__Exercice 1__
Recopiez le passage de l'article sur la maintenance payante qui s'ouvre sur les mots contenant « IN THE FIELD » et se referme sur « perturbent cette relation. ».

++++ Extrait ++++

IN THE FIELD
Maintenance Magazine 147 – mars 2020
Maintenance payante
Les bons accords font les bons amis
Nous travaillons plus ou moins de la même manière depuis des décennies. Une machine est achetée chez un fabricant de machines. S’il s’agit d’une pièce, le nouveau composant est commandé chez le même fabricant de machines. C’est l’approche Capex/Opex traditionnelle. Aujourd’hui, de nouveaux modèles d’affaires arrivent sur le marché et perturbent cette relation.
Par sammy soetaert
Il y a une certaine contradiction dans l’approche traditionnelle. Après l’acquisition d’une installation, les fabricants de machines et fournisseurs de composants ne revoient plus le client tant que l’installation fonctionne parfaitement. Ce n’est qu’après un arrêt définitif que le client réinvestit. Mais les machines n’étant pas parfaites et une défaillance étant toujours possible, on se tourne généralement vers le vendeur pour acquérir des pièces. Le fabricant de machines ou le fournisseur de composants revoient alors le client. Dans un certain sens, ils ont tout intérêt à ce que les machines tombent de temps en temps en panne. Une réflexion contradictoire.
La digitalisation, moteur des nouveaux modèles d’affaires
Aujourd’hui, des évolutions marquantes facilitent l’émergence de nouveaux modèles d’affaires. Il y a la digitalisation et la connectivité croissantes qui permettent de collecter et d’envoyer des données rapidement et efficacement. Il y a aussi l’apprentissage machine et l’intelligence artificielle qui prédisent le comportement des machines et des composants. Enfin, les prix des supports de stockage ont diminué de manière drastique. En d’autres termes, il est possible de générer des données de mesure partout. Un premier modèle qui a émergé de ces évolutions est le pay-per-use. L’exemple le plus connu vient du secteur de l’air comprimé où les clients ne payent plus pour leur installation mais pour le m3 d’air. Le fournisseur a tout intérêt à ce que ses actifs restent dans un état optimal de fonctionnement. Un second exemple marquant est la maintenance payante. Dans ce concept, le client final paie un montant périodique défini au préalable pour la réalisation d’actions de maintenance et de remplacement. En échange, le fournisseur s’engage à entretenir les actifs spécifiés dans le contrat selon les KPI’s établis.
Un modèle payant pour les hardware et software
Jurgen Matthieu est business development manager chez SKF. L’entreprise a lancé récemment un abonnement pour les services de maintenance. Jurgen Matthieu nous explique : « Aujourd’hui, presque tous les services se composent d’un pilier software et d’un pilier hardware. Nos logiciels de mesure de vibrations et de conditions fonctionnent comme un modèle payant chez 80% de nos clients. Nous effectuons les mises à jour et nous suivons le tout à distance. Pour le hardware, ce n’est pas encore courant. » SKF analyse d’abord avec le client les problématiques sur lesquelles il est possible de travailler : une lubrification plus efficiente, un meilleur réglage du système CMMS ou une amélioration globale des tâches de maintenance. « Nous rassemblons ces tâches dans une formule et un tarif périodique fixe. » La détermination du prix est importante : « S’il s’avère que nous ne respectons pas les KPI’s, nous sommes alors responsables des surcoûts des composants de remplacement ou des tâches de maintenance supplémentaires. Nous pouvons aussi dégager une plus grande marge si on arrive à faire mieux tourner l’installation par rapport à ce qui est stipulé dans le contrat. » Les nouvelles technologies sont plus rapidement implémentées. « Supposons que nous établissions un KPI pour réaliser un certain nombre d’actions de lubrification dans une période donnée. Si nous optons pour un nouveau système à lubrification automatique, les deux parties seront gagnantes. Il faudra entreprendre moins d’actions de maintenance et l’entreprise profitera d’une installation efficiente qui intègre les dernières technologies. »

++++ Enregistrements affichés ++++

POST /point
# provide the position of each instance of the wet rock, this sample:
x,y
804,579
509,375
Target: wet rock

++++

__Exercice 2__
Mettez à jour les enregistrements en remplaçant partout « wet rock » par « dry rock », sans rien modifier d'autre.

__Réponse complète 1__
IN THE FIELD
Maintenance Magazine 147 – mars 2020
Maintenance payante
Les bons accords font les bons amis
Nous travaillons plus ou moins de la même manière depuis des décennies. Une machine est achetée chez un fabricant de machines. S’il s’agit d’une pièce, le nouveau composant est commandé chez le même fabricant de machines. C’est l’approche Capex/Opex traditionnelle. Aujourd’hui, de nouveaux modèles d’affaires arrivent sur le marché et perturbent cette relation.

__Réponse complète 2__
POST /point
# provide the position of each instance of the dry rock, this sample:
x,y
804,579
509,375
Target: dry rock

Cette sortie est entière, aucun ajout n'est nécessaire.